* [What you have to do]
Give every line of the rows below as a JSON list of strings, one string per line, with blank lines left out. Leave the pictures out of the answer.

* [Dataset extract]
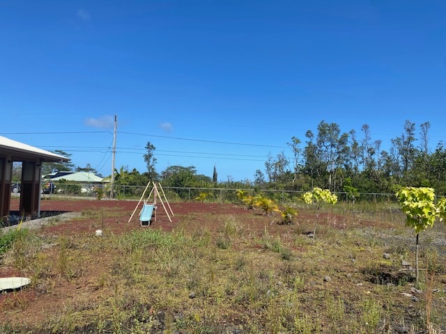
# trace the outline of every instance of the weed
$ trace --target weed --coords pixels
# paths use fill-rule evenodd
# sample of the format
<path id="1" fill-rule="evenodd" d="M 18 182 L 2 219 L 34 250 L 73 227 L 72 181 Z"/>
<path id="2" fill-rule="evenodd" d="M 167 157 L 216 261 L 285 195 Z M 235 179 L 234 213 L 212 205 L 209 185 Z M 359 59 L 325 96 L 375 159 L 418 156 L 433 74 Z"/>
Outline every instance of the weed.
<path id="1" fill-rule="evenodd" d="M 366 299 L 361 305 L 361 321 L 369 333 L 374 333 L 380 321 L 382 308 L 374 300 Z"/>
<path id="2" fill-rule="evenodd" d="M 220 249 L 228 249 L 231 246 L 231 239 L 224 234 L 220 234 L 217 238 L 217 247 Z"/>

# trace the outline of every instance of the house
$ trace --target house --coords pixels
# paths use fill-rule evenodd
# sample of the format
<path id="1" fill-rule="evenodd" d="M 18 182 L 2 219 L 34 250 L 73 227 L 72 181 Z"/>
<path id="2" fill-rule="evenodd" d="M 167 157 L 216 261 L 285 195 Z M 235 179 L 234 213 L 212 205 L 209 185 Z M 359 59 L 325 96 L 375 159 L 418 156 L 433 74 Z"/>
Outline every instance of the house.
<path id="1" fill-rule="evenodd" d="M 69 161 L 52 152 L 0 136 L 0 220 L 6 220 L 10 214 L 13 162 L 22 162 L 20 212 L 26 216 L 40 216 L 42 163 Z"/>
<path id="2" fill-rule="evenodd" d="M 54 182 L 65 180 L 68 182 L 79 182 L 83 184 L 101 184 L 104 178 L 91 172 L 57 172 L 43 177 L 45 180 Z"/>

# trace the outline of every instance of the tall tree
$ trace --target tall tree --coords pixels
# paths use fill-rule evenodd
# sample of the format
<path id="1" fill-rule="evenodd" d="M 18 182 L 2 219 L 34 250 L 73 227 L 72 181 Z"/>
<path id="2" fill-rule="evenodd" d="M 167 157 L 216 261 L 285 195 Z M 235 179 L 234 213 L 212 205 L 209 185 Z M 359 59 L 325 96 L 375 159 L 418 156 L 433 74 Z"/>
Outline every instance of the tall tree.
<path id="1" fill-rule="evenodd" d="M 157 179 L 158 173 L 156 173 L 155 165 L 156 164 L 156 158 L 154 157 L 154 152 L 156 148 L 148 141 L 145 147 L 146 153 L 144 154 L 144 161 L 147 167 L 147 175 L 151 181 Z"/>
<path id="2" fill-rule="evenodd" d="M 291 148 L 293 152 L 293 184 L 295 184 L 298 175 L 300 173 L 302 164 L 302 149 L 299 147 L 300 145 L 300 140 L 295 136 L 291 137 L 291 142 L 287 143 L 288 145 Z"/>
<path id="3" fill-rule="evenodd" d="M 212 181 L 214 182 L 214 184 L 217 184 L 217 167 L 214 165 L 214 173 L 212 175 Z"/>
<path id="4" fill-rule="evenodd" d="M 427 154 L 429 146 L 429 132 L 431 123 L 426 122 L 420 125 L 420 150 L 424 154 Z"/>

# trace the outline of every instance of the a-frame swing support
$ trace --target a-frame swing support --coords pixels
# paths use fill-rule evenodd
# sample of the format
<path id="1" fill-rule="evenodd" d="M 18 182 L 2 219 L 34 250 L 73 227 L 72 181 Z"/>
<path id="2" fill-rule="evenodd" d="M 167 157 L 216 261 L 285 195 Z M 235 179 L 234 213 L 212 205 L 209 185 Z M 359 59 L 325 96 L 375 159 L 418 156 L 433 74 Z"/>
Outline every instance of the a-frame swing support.
<path id="1" fill-rule="evenodd" d="M 143 202 L 143 199 L 144 198 L 146 193 L 147 192 L 147 189 L 148 189 L 148 186 L 151 184 L 152 184 L 153 186 L 152 189 L 151 190 L 146 200 L 144 200 Z M 160 191 L 158 191 L 158 187 L 160 187 L 160 189 L 161 190 L 161 193 L 162 194 L 162 196 L 161 196 L 161 194 L 160 193 Z M 148 203 L 152 195 L 153 195 L 153 202 Z M 164 200 L 164 201 L 163 201 L 163 198 Z M 135 207 L 134 210 L 133 210 L 133 212 L 132 213 L 132 215 L 130 216 L 130 218 L 128 220 L 128 223 L 130 223 L 132 218 L 133 218 L 134 213 L 138 209 L 138 207 L 139 207 L 139 205 L 141 204 L 141 202 L 143 202 L 142 207 L 141 209 L 141 211 L 139 212 L 139 221 L 141 222 L 141 225 L 149 226 L 152 221 L 156 221 L 157 198 L 160 198 L 160 201 L 162 205 L 162 207 L 164 209 L 164 212 L 166 212 L 166 214 L 169 218 L 169 221 L 171 223 L 172 219 L 171 218 L 170 215 L 167 212 L 166 205 L 164 205 L 164 202 L 167 205 L 167 207 L 169 207 L 171 214 L 174 216 L 174 212 L 172 211 L 172 208 L 171 207 L 170 204 L 169 204 L 169 201 L 166 198 L 166 194 L 164 193 L 164 189 L 162 189 L 162 186 L 161 186 L 161 184 L 160 184 L 159 182 L 157 184 L 157 183 L 155 183 L 154 182 L 148 182 L 147 184 L 147 186 L 146 186 L 146 189 L 143 191 L 142 196 L 141 196 L 141 198 L 139 198 L 139 201 L 138 201 L 138 203 L 137 204 L 137 206 Z"/>

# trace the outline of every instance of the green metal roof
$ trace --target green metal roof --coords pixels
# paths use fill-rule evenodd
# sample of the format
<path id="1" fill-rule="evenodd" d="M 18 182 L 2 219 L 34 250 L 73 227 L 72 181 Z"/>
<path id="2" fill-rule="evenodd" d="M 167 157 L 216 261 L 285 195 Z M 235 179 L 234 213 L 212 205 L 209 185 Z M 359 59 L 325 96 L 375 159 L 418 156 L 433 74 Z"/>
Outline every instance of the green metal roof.
<path id="1" fill-rule="evenodd" d="M 95 175 L 93 173 L 89 172 L 75 172 L 66 175 L 59 176 L 50 179 L 52 181 L 61 181 L 65 180 L 66 181 L 72 181 L 74 182 L 91 183 L 91 182 L 102 182 L 102 177 Z"/>

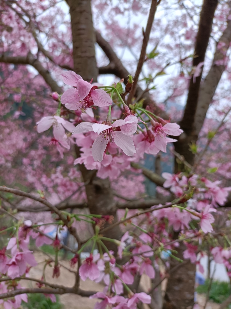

* [Output below]
[
  "# trace the outline of every instance of the weed",
  "$ trace --target weed --coords pixels",
  "# paths use fill-rule evenodd",
  "# sample of the format",
  "<path id=\"1\" fill-rule=\"evenodd\" d=\"M 18 182 L 2 219 L 34 250 L 73 227 L 72 181 Z\"/>",
  "<path id=\"2\" fill-rule=\"evenodd\" d=\"M 167 157 L 216 261 L 285 195 Z M 235 179 L 234 213 L 212 205 L 209 185 Z M 359 59 L 325 96 L 375 159 L 418 156 L 433 74 Z\"/>",
  "Outline every instance of the weed.",
  "<path id=\"1\" fill-rule=\"evenodd\" d=\"M 366 299 L 361 305 L 361 321 L 369 333 L 374 333 L 380 321 L 382 308 L 374 300 Z\"/>",
  "<path id=\"2\" fill-rule=\"evenodd\" d=\"M 220 249 L 228 249 L 231 246 L 231 239 L 224 234 L 220 234 L 217 238 L 217 247 Z\"/>",
  "# trace the outline of every instance of the house",
  "$ trace --target house --coords pixels",
  "# paths use fill-rule evenodd",
  "# sample of the format",
  "<path id=\"1\" fill-rule=\"evenodd\" d=\"M 18 182 L 2 219 L 34 250 L 73 227 L 72 181 Z\"/>",
  "<path id=\"2\" fill-rule=\"evenodd\" d=\"M 167 157 L 216 261 L 285 195 Z M 235 179 L 234 213 L 212 205 L 209 185 Z M 359 59 L 325 96 L 375 159 L 418 156 L 433 74 Z\"/>",
  "Outline every instance of the house.",
  "<path id=\"1\" fill-rule=\"evenodd\" d=\"M 69 161 L 52 152 L 0 136 L 0 220 L 6 220 L 10 214 L 13 162 L 22 162 L 20 212 L 26 216 L 40 216 L 42 163 Z\"/>",
  "<path id=\"2\" fill-rule=\"evenodd\" d=\"M 54 182 L 65 180 L 68 182 L 79 182 L 83 184 L 101 184 L 104 178 L 91 172 L 57 172 L 43 177 L 45 180 Z\"/>",
  "# trace the outline of every instance of the tall tree",
  "$ trace --target tall tree --coords pixels",
  "# paths use fill-rule evenodd",
  "# sample of the format",
  "<path id=\"1\" fill-rule=\"evenodd\" d=\"M 18 182 L 2 219 L 34 250 L 73 227 L 72 181 Z\"/>",
  "<path id=\"2\" fill-rule=\"evenodd\" d=\"M 167 157 L 216 261 L 285 195 Z M 235 179 L 234 213 L 212 205 L 209 185 Z M 359 59 L 325 96 L 375 159 L 418 156 L 433 74 Z\"/>",
  "Outline every instance of the tall tree.",
  "<path id=\"1\" fill-rule=\"evenodd\" d=\"M 157 179 L 158 173 L 156 173 L 155 165 L 156 164 L 156 158 L 154 157 L 154 152 L 156 148 L 148 141 L 145 147 L 146 153 L 144 154 L 144 161 L 147 167 L 147 175 L 151 181 Z\"/>",
  "<path id=\"2\" fill-rule=\"evenodd\" d=\"M 291 148 L 293 152 L 293 184 L 295 184 L 298 175 L 300 173 L 302 164 L 302 149 L 299 147 L 300 145 L 300 140 L 295 136 L 291 137 L 291 142 L 287 143 L 288 145 Z\"/>",
  "<path id=\"3\" fill-rule=\"evenodd\" d=\"M 212 181 L 214 182 L 214 184 L 217 184 L 217 167 L 214 165 L 214 173 L 212 175 Z\"/>",
  "<path id=\"4\" fill-rule=\"evenodd\" d=\"M 427 154 L 429 146 L 429 132 L 431 123 L 426 122 L 420 125 L 420 150 L 424 154 Z\"/>",
  "# trace the outline of every instance of the a-frame swing support",
  "$ trace --target a-frame swing support --coords pixels",
  "# paths use fill-rule evenodd",
  "# sample of the format",
  "<path id=\"1\" fill-rule=\"evenodd\" d=\"M 18 182 L 2 219 L 34 250 L 73 227 L 72 181 Z\"/>",
  "<path id=\"2\" fill-rule=\"evenodd\" d=\"M 167 157 L 216 261 L 285 195 Z M 235 179 L 234 213 L 212 205 L 209 185 Z M 359 59 L 325 96 L 375 159 L 418 156 L 433 74 Z\"/>",
  "Outline every instance of the a-frame swing support.",
  "<path id=\"1\" fill-rule=\"evenodd\" d=\"M 143 202 L 143 199 L 144 198 L 146 193 L 147 192 L 147 189 L 148 189 L 148 186 L 151 184 L 152 184 L 153 186 L 152 189 L 151 190 L 146 200 L 144 200 Z M 160 191 L 158 191 L 158 187 L 160 187 L 160 189 L 161 190 L 161 193 L 162 194 L 162 196 L 161 196 L 161 194 L 160 193 Z M 148 203 L 152 195 L 153 195 L 153 202 Z M 164 200 L 164 201 L 163 201 L 163 198 Z M 135 207 L 134 210 L 133 210 L 133 212 L 132 213 L 132 215 L 130 216 L 130 218 L 128 220 L 128 223 L 130 223 L 132 218 L 133 218 L 134 213 L 138 209 L 138 207 L 139 207 L 139 205 L 141 204 L 141 202 L 143 202 L 142 207 L 141 209 L 141 211 L 139 212 L 139 221 L 141 222 L 141 225 L 149 226 L 152 221 L 156 221 L 157 198 L 160 198 L 160 201 L 162 205 L 162 207 L 164 209 L 164 212 L 166 212 L 166 214 L 169 218 L 169 221 L 171 223 L 172 219 L 171 218 L 170 215 L 167 212 L 166 205 L 164 205 L 164 202 L 167 205 L 167 207 L 169 207 L 171 214 L 174 216 L 174 212 L 172 211 L 172 208 L 171 207 L 170 204 L 169 204 L 169 201 L 166 198 L 166 194 L 164 193 L 164 189 L 162 189 L 162 186 L 161 186 L 161 184 L 160 184 L 159 182 L 157 184 L 157 183 L 155 183 L 154 182 L 148 182 L 147 184 L 147 186 L 146 186 L 146 189 L 143 191 L 142 196 L 141 196 L 141 198 L 139 198 L 139 201 L 138 201 L 138 203 L 137 204 L 137 206 Z\"/>",
  "# trace the outline of every instance of the green metal roof",
  "$ trace --target green metal roof --coords pixels",
  "# paths use fill-rule evenodd",
  "# sample of the format",
  "<path id=\"1\" fill-rule=\"evenodd\" d=\"M 18 182 L 2 219 L 34 250 L 73 227 L 72 181 Z\"/>",
  "<path id=\"2\" fill-rule=\"evenodd\" d=\"M 167 157 L 216 261 L 285 195 Z M 235 179 L 234 213 L 212 205 L 209 185 Z M 359 59 L 325 96 L 375 159 L 418 156 L 433 74 Z\"/>",
  "Outline every instance of the green metal roof.",
  "<path id=\"1\" fill-rule=\"evenodd\" d=\"M 95 175 L 93 173 L 89 172 L 75 172 L 66 175 L 59 176 L 50 179 L 52 181 L 61 181 L 65 180 L 66 181 L 72 181 L 74 182 L 91 183 L 91 182 L 102 182 L 102 177 Z\"/>"
]